> **Consegna scritta a**:
Rispondi a queste domande sul testo dedicato a Il tagliapietre:
(i) In che giorno si è svolto l'incontro plenario del personale della Fondazione Grossman?
(ii) Da chi Ben ha imparato il senso del lavoro e la speranza?
(iii) Dove e in quale periodo si svolge l'azione del dramma?
======== Estratto della fonte
L’esito di una riflessione, ispirata a Cormac McCarthy, all'incontro plenario del personale della Fondazione Grossman su come si fa scuola
“Non lo so. So solo che vedo naufragi da tutte le parti e sono determinato a non naufragare”. Così risponde Ben, protagonista de Il tagliapietre (Einaudi, 2025) di Cormac McCarthy, alla moglie che chiede: “Il mondo è davvero un posto così ostile?”.
Il tagliapietre, dramma in cinque atti, uscito in traduzione italiana solo quest’anno ma scritto da Cormac McCarthy alla fine degli anni 80, si è rivelato di grande utilità nella riflessione condotta il 1° settembre all’incontro plenario di tutto il personale della Fondazione Grossman, desideroso di non naufragare di fronte alle contraddizioni, alle crisi, alle guerre che si presentano nel mondo vicino e lontano, di ritrovare le ragioni della speranza e la certezza dell’orizzonte ultimamente positivo del proprio compito educativo.
Ben ha imparato il senso del lavoro e la speranza dal nonno, Papaw, il vecchio tagliapietre, un uomo che ha ormai compiuto i cent’anni e che ha sempre interpretato il suo mestiere come un compito, una vera e propria vocazione.
Nel tempo dell’azione, a inizio anni 70 nel Kentucky, la famiglia Telfair, afroamericana, sta affrontando le varie dinamiche sociali legate ai grandi movimenti per l’effettivo riconoscimento dei diritti delle persone di colore e in ciascuno dei suoi membri si percepisce viva la domanda: “Che cosa farne della libertà ottenuta?”, cui ognuno risponde a suo modo.
================
======== Dati forniti
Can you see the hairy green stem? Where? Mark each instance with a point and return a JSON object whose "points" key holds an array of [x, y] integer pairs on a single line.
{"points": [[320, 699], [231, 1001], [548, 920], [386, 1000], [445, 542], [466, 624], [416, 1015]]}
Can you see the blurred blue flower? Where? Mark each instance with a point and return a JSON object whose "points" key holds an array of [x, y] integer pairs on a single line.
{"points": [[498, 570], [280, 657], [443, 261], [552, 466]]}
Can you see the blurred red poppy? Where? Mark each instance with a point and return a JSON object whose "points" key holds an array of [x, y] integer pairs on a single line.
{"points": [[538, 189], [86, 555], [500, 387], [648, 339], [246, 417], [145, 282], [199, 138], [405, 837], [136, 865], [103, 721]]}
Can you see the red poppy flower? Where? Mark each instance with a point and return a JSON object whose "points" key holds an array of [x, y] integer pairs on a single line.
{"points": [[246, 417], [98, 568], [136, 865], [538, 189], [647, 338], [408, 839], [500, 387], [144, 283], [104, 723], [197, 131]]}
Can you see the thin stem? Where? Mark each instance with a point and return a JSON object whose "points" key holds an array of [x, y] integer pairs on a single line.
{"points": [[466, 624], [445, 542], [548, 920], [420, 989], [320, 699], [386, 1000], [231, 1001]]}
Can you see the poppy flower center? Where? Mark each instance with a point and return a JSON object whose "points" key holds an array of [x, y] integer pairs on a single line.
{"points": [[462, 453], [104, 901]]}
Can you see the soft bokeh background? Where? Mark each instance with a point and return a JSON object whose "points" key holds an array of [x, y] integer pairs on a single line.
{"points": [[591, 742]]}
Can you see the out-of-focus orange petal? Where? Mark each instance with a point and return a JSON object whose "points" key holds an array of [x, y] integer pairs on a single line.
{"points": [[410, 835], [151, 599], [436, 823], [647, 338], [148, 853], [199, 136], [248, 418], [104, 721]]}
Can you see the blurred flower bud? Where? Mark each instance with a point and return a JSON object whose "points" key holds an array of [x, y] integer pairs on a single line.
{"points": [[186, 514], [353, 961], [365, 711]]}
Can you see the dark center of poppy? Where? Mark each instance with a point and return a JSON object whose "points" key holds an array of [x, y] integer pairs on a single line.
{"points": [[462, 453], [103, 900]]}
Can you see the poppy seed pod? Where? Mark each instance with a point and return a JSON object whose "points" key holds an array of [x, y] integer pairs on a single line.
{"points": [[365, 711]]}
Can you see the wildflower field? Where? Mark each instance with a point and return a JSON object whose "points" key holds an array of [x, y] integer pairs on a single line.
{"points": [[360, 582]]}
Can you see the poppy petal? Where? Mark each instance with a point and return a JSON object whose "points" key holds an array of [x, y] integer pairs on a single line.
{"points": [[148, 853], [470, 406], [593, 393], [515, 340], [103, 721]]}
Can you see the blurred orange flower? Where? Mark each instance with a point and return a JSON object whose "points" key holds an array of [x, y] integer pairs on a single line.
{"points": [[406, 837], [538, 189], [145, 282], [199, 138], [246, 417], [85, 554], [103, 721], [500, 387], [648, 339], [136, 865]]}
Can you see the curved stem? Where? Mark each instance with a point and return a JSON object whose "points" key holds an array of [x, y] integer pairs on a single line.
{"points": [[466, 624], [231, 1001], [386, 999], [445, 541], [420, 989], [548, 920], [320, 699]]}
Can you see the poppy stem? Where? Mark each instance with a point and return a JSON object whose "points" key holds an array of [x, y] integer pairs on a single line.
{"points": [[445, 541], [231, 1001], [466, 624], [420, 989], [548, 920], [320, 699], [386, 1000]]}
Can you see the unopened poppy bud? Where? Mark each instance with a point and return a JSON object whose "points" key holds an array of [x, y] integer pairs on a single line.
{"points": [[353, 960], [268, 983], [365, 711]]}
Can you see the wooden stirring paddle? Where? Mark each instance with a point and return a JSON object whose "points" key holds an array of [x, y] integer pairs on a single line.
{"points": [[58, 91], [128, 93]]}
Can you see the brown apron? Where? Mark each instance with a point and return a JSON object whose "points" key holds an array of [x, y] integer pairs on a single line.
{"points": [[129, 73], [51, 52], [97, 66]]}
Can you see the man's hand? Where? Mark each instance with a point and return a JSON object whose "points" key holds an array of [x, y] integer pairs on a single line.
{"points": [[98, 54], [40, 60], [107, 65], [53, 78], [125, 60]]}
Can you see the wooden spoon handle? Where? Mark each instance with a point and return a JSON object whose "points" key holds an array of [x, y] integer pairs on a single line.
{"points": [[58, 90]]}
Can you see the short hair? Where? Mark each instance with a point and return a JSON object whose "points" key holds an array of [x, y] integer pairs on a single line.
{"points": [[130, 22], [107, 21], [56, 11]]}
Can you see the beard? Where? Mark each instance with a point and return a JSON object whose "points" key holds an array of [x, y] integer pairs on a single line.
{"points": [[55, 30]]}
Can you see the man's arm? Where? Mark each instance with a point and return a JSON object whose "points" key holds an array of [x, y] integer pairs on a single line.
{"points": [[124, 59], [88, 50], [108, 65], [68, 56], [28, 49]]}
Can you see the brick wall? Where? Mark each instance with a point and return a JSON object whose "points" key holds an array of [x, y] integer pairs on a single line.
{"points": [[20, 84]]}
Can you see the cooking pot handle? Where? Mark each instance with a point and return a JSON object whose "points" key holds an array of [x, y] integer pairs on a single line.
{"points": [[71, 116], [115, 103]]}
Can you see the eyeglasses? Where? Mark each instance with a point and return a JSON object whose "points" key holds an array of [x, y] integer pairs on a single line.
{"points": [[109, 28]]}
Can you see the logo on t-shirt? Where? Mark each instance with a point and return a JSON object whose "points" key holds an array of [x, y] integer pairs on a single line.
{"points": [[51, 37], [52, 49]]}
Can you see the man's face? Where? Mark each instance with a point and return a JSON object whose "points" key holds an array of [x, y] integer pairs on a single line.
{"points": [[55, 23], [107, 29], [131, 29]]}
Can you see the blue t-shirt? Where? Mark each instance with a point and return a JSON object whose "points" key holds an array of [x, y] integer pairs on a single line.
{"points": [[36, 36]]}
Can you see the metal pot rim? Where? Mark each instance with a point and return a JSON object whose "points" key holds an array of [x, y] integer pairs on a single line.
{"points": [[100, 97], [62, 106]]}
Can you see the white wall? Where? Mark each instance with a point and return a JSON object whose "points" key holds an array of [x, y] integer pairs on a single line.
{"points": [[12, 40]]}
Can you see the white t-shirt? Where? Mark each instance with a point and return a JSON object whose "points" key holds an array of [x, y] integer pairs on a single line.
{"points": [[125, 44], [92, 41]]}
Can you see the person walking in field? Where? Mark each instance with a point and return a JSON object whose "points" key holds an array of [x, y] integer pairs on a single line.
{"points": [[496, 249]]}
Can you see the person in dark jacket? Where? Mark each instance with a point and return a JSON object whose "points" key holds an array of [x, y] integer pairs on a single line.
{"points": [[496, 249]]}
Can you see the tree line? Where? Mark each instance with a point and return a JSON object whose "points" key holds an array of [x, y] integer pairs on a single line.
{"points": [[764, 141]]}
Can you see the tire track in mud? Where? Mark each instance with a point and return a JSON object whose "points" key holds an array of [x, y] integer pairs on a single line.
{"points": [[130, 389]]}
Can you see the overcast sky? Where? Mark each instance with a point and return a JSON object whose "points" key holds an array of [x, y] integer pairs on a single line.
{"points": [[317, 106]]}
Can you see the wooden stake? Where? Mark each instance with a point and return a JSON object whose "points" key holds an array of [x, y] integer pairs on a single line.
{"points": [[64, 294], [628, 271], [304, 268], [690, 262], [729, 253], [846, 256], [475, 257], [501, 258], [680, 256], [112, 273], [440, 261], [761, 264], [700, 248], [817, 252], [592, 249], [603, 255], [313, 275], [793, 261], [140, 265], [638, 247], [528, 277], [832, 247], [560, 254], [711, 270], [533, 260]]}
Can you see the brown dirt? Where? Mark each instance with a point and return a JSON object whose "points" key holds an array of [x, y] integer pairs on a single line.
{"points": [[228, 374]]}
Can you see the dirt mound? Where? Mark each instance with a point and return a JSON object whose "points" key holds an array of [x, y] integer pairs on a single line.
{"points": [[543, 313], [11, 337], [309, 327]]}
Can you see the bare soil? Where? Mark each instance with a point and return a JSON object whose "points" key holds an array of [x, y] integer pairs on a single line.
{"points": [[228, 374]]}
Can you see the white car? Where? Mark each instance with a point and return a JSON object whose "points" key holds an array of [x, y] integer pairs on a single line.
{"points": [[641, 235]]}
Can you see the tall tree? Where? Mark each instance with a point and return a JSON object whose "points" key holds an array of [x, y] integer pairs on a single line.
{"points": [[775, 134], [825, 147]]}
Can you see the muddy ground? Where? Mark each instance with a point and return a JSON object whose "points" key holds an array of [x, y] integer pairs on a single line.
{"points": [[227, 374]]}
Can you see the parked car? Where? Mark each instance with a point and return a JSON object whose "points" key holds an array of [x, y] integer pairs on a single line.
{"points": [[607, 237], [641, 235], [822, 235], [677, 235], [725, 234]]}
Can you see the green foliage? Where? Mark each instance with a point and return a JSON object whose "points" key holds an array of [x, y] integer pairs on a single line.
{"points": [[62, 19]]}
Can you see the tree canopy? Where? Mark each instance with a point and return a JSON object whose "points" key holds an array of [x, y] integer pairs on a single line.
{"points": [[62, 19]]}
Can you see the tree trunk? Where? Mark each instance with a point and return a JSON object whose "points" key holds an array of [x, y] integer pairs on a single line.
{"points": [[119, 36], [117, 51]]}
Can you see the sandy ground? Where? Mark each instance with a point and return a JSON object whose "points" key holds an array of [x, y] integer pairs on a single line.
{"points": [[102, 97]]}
================
> **Consegna scritta b**:
Estrai dall'elenco tutte le righe che contengono la parola "dirt".

> **Risultato dell'esercizio a**:
(i) Il 1° settembre.
(ii) Dal nonno, Papaw, il vecchio tagliapietre.
(iii) Nel Kentucky, a inizio anni 70.

> **Risultato dell'esercizio b**:
Can you see the brown dirt? Where? Mark each instance with a point and return a JSON object whose "points" key holds an array of [x, y] integer pairs on a single line.
Can you see the dirt mound? Where? Mark each instance with a point and return a JSON object whose "points" key holds an array of [x, y] integer pairs on a single line.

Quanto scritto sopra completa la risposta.